▸ Work instruction: Your answer must be an exact copy of the data below.

- - -

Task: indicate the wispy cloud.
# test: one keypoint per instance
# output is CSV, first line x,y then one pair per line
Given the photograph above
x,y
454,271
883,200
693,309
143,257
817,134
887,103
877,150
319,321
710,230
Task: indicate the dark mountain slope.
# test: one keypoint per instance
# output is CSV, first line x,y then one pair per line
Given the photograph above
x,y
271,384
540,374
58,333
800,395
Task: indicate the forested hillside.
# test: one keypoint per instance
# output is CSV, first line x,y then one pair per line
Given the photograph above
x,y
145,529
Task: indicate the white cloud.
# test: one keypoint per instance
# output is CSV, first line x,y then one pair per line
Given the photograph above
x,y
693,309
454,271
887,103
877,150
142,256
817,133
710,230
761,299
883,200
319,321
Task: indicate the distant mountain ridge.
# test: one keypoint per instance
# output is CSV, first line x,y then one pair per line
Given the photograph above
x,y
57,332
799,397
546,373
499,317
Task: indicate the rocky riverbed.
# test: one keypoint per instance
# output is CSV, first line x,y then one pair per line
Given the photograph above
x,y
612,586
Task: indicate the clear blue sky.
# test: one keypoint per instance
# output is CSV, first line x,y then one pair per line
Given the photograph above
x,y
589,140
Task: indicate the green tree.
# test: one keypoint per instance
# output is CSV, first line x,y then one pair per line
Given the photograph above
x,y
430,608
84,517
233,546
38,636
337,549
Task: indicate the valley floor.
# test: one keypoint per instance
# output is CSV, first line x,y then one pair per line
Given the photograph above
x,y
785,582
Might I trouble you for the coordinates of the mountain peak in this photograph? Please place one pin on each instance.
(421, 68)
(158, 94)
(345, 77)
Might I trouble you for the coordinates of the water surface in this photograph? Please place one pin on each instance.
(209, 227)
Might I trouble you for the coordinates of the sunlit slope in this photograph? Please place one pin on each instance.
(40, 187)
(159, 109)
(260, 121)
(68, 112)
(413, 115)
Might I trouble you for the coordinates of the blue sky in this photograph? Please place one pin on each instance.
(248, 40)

- - -

▸ Answer section:
Task: indicate the wispy cloud.
# test: one keypoint per instance
# output is CSV, first line x,y then one pair per line
Given the photograph above
x,y
454,271
883,200
693,309
143,257
817,134
887,103
877,150
319,321
710,230
Task: indicate the dark mountain slope.
# test: one keypoint per instance
# output is CSV, first line x,y then one pair per line
Given the photograph above
x,y
271,384
540,374
58,333
800,395
Task: indicate the forested hillside.
# test: one keypoint per instance
# output is CSV, first line x,y then one pair per line
Given the photograph above
x,y
145,529
Task: indicate the white cloud.
# test: one keypoint per instance
# output is CSV, first line x,y then one pair per line
Given the photograph above
x,y
693,309
454,271
887,103
877,150
142,256
817,133
710,230
761,299
883,200
319,321
Task: indicate the distant mountain ridge.
# test: one keypoint per instance
# output is CSV, first line x,y then one pair per line
Given the photograph above
x,y
57,332
799,397
546,373
499,317
Task: indicate the rocky riverbed.
# test: one keypoint per instance
# output is CSV, first line x,y then one pair per line
Given the photograph above
x,y
612,586
Task: indicate the clear blue sky.
# test: one keypoint per instance
# output is CSV, first line x,y then one pair per line
Given the photograph above
x,y
589,140
Task: indicate the green tree.
# test: one keypoint per instance
# output is CSV, first line x,y then one pair per line
Given the photograph above
x,y
430,608
84,517
233,546
38,636
337,549
Task: indicate the valley floor.
# test: one keypoint per instance
# output is CSV, first line x,y then one pair per line
Given the photograph above
x,y
785,582
Might I trouble you for the coordinates of the mountain peak in this photograph? Please place one pin on each instance.
(421, 68)
(158, 94)
(345, 77)
Might I trouble you for the coordinates of the water surface in this photograph? Please place one pin on each instance.
(209, 227)
Might I trouble you for the coordinates of the sunlit slope in this photograph? Please place one pin on each instance.
(40, 187)
(159, 109)
(260, 121)
(68, 112)
(413, 115)
Might I trouble you for the coordinates of the blue sky in this photograph? Please place one pin on each instance.
(248, 40)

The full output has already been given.